Strawberries fail the miracle test; the retina is not repaired by dessert. Yet their chemistry quietly targets the slow burn that actually degrades sight: chronic oxidative stress in photoreceptors and the retinal pigment epithelium.
The sharper claim is this: vitamin C behaves less like a quick fix and more like long‑term maintenance for retinal tissue. In the extracellular fluid bathing rods and cones, ascorbic acid can donate electrons to neutralize reactive oxygen species generated by constant light exposure and high metabolic demand, then be recycled by glutathione and enzymatic systems rather than discarded after a single reaction.

◆ PROVIDED MATERIAL

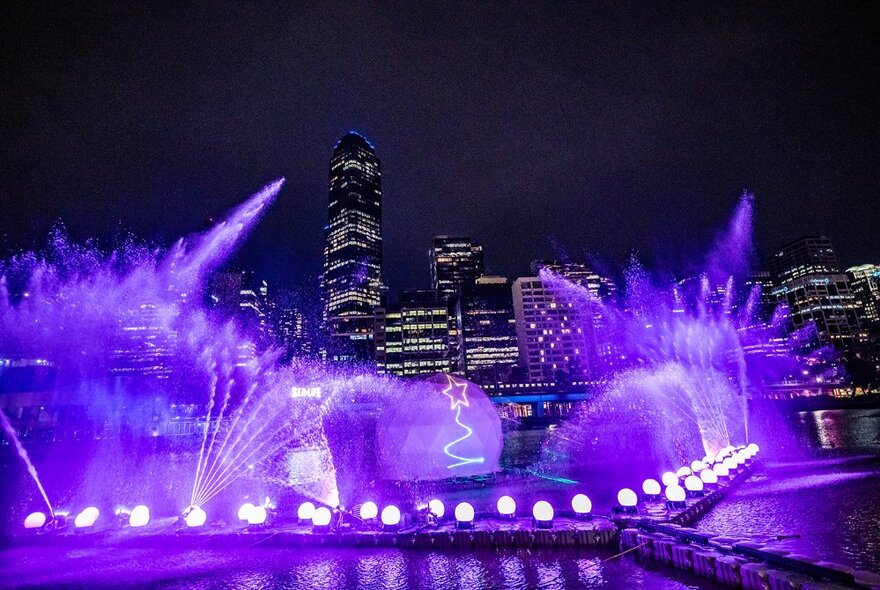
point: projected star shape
(456, 392)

◆ EXERCISE INSTRUCTIONS
1. Retype the stretch of the passage on strawberries and the retina from "Strawberries fail the" through "retinal pigment epithelium.".
2. Write what comes next in the passage on strawberries and the retina, picking up after its last sentence.
The listing above comes from a different source than the passage on strawberries and the retina.

◆ TASK RESULTS
1.
Strawberries fail the miracle test; the retina is not repaired by dessert. Yet their chemistry quietly targets the slow burn that actually degrades sight: chronic oxidative stress in photoreceptors and the retinal pigment epithelium.

2.
Even more underrated is the polyphenol fraction. Anthocyanins and ellagic acid do not just sit in the bloodstream; experimental models show they modulate nuclear factor erythroid 2–related factor 2 and nuclear factor kappa B, tipping the balance toward antioxidant enzyme expression and away from low‑grade inflammation that slowly disrupts photoreceptor outer segments.
The uncomfortable truth for quick‑result marketing is that these mechanisms pay out only on a long horizon. Regular intake supports cumulative protection of mitochondrial membranes and retinal capillaries, marginal gains that add up as oxidative insults and microvascular stress quietly accumulate.